* Begin Text section *
Blocking strategies

Blocking reduces the comparison space from O(N^2) to O(N*B) by grouping records that share a key. GoldenMatch supports 10 strategies.

Strategy overview

Strategy	Description	Best For
`static`	Group by blocking key	Clean data with reliable keys
`adaptive`	Static + recursive sub-blocking for oversized blocks	Default choice
`sorted_neighborhood`	Sliding window over sorted records	Typos in blocking key
`multi_pass`	Union of blocks from multiple passes	Noisy data, best recall
`ann`	FAISS nearest-neighbor on embeddings	Semantic matching
`ann_pairs`	Direct-pair ANN scoring	50—100x faster than `ann`
`canopy`	TF-IDF canopy clustering	Text-heavy data
`learned`	Data-driven predicate selection	Auto-discovers rules
`lsh`	MinHash/LSH sketching on a text column	Near-duplicate text / corpus dedup
`simhash`	SimHash LSH over embeddings	Semantic near-duplicate text
`perceptual`	Banded-Hamming LSH over perceptual image hashes	Near-duplicate images

Static blocking

Group records by exact value of the blocking key.

blocking:
  strategy: static
  keys:
    - fields: [zip]
    - fields: [last_name]
      transforms: [lowercase, soundex]

Multiple keys produce independent blocks that are unioned. Transforms are applied before grouping.

Adaptive blocking

Static blocking with automatic sub-splitting for oversized blocks. When a block exceeds max_block_size, it splits on the highest-cardinality column within the block.

blocking:
  strategy: adaptive
  max_block_size: 5000
  keys:
    - fields: [zip]

Sorted neighborhood

Sliding window over records sorted by a key. Catches near-matches that differ by one character in the blocking key.

blocking:
  strategy: sorted_neighborhood
  window_size: 20
  sort_key:
    - column: last_name
      transforms: [lowercase, soundex]

Multi-pass blocking

Run multiple blocking passes and union the results. Best recall for noisy data.

blocking:
  strategy: multi_pass
  union_mode: true
  passes:
    - fields: [zip]
    - fields: [last_name]
      transforms: [lowercase, soundex]
    - fields: [first_name]
      transforms: [lowercase, first_token]

ANN hybrid blocking

New in v1.2.6. Combine multi-pass string blocking with ANN fallback for oversized blocks. When a block exceeds max_block_size and would normally be skipped, GoldenMatch embeds only the unique text values in that block and uses FAISS to create smaller sub-blocks.

blocking:
  strategy: multi_pass
  passes:
    - fields: [model_desc, state]
      transforms: [lowercase, strip]
    - fields: [base_model]
      transforms: [lowercase, soundex]
  max_block_size: 1000
  skip_oversized: true
  ann_column: description_text     # enables ANN fallback
  ann_top_k: 20

How it works:

Multi-pass blocking creates string-based blocks (fast, handles most data)
Blocks exceeding max_block_size trigger ANN fallback instead of being skipped
ANN embeds only unique text values (e.g., 61K records with 187 unique texts = seconds)
* End Text section *
* Begin Material *
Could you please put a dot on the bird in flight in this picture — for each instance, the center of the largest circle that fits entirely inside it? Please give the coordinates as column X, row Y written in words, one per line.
* End Material *
### Your objective
From the blocking strategies text, answer these:
1. How many blocking strategies does GoldenMatch support?
2. Under adaptive blocking, what does a block split on when it exceeds max_block_size?
3. In which version was ANN hybrid blocking introduced?
Rely only on the blocking strategies text, not on the data.

### Exercise answer
1. 10
2. The highest-cardinality column within the block
3. v1.2.6